----- Exercise input -----

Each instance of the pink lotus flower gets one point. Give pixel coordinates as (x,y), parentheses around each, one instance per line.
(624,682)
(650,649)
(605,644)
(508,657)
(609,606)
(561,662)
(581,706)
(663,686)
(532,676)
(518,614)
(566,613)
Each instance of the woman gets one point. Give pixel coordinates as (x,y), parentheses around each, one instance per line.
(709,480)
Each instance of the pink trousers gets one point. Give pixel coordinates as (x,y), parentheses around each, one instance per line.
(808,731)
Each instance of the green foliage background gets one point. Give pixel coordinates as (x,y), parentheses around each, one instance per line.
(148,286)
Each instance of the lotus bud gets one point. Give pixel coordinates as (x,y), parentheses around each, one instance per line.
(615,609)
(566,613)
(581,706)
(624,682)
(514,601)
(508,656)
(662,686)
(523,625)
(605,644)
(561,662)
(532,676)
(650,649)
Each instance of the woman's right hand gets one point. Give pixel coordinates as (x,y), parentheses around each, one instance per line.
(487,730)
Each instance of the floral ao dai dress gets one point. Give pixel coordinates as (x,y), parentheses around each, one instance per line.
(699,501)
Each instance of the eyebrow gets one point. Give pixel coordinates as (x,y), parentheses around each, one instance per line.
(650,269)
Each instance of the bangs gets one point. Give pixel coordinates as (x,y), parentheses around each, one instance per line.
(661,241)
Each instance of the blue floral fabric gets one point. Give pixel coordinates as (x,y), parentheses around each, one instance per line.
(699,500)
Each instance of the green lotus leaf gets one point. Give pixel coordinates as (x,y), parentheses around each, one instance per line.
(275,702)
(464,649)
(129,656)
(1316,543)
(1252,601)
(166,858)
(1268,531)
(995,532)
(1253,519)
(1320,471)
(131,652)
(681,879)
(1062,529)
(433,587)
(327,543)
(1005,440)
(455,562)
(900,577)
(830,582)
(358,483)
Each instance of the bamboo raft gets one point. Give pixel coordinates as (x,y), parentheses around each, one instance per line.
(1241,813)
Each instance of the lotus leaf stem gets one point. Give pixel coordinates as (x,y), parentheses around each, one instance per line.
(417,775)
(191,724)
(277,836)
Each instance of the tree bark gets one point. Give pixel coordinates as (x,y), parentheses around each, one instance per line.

-----

- Stated task: Copy all the rows above word for word, keeping their order and line breaks.

- Response to this exercise:
Each instance of the pink lotus flower gets one point. Give pixel coordinates as (x,y), parentheses around each, one instance per line.
(624,682)
(650,649)
(605,644)
(508,657)
(609,606)
(561,662)
(581,706)
(663,686)
(532,676)
(518,614)
(566,613)
Each instance of the woman gets one point. Give pixel coordinates as (x,y), parentheses around each, one instance per line.
(709,480)
Each instance of the pink trousers gets one point. Give pixel coordinates as (x,y), parentheses around each, one instance per line.
(808,731)
Each instance of the green foliage background gets one point. Give pixel coordinates as (x,y), parentheses around each, one instance per line.
(148,286)
Each instance of the lotus bud gets one point. Give pixel coordinates as (x,y), parentheses around each, one instance per line.
(615,609)
(566,613)
(581,706)
(624,682)
(514,601)
(508,656)
(662,686)
(523,625)
(605,644)
(561,662)
(532,676)
(650,649)
Each instance of the woman's right hand gets one point. Give pixel coordinates as (x,y), parentheses around each, one instance per line.
(487,730)
Each instance of the floral ao dai dress gets one point. Give pixel coordinates as (x,y), parentheses around each, one instance per line.
(699,501)
Each instance of the eyebrow gets one point. Give pixel coordinates as (x,y), parentheses around each, one instance per line.
(650,269)
Each instance of the bangs gets one point. Give pixel coordinates as (x,y), parentheses around each, one instance per line.
(661,241)
Each instance of the blue floral fabric gets one point. Give pixel coordinates as (x,y), parentheses around each, one instance per line.
(699,500)
Each instance of the green lotus leaf gets one point. Give pixel coordinates as (x,y), parentheses around each, one instance per line.
(275,702)
(464,649)
(129,656)
(1316,543)
(1252,601)
(166,858)
(1268,531)
(995,532)
(1253,519)
(1320,471)
(131,652)
(681,879)
(1062,529)
(433,587)
(327,543)
(1005,440)
(455,562)
(900,577)
(830,582)
(358,483)
Each instance of the bamboo raft gets one point. Give pixel coordinates as (x,y), parentheses around each, one instance per line.
(1241,813)
Each instance of the lotus leaf stem gets one point. Give pixel coordinates as (x,y), parentheses around each, one instance per line.
(417,775)
(191,724)
(277,836)
Each instance of the tree bark gets one point. Give pixel coordinates as (x,y), parentheses around each, one instance per line.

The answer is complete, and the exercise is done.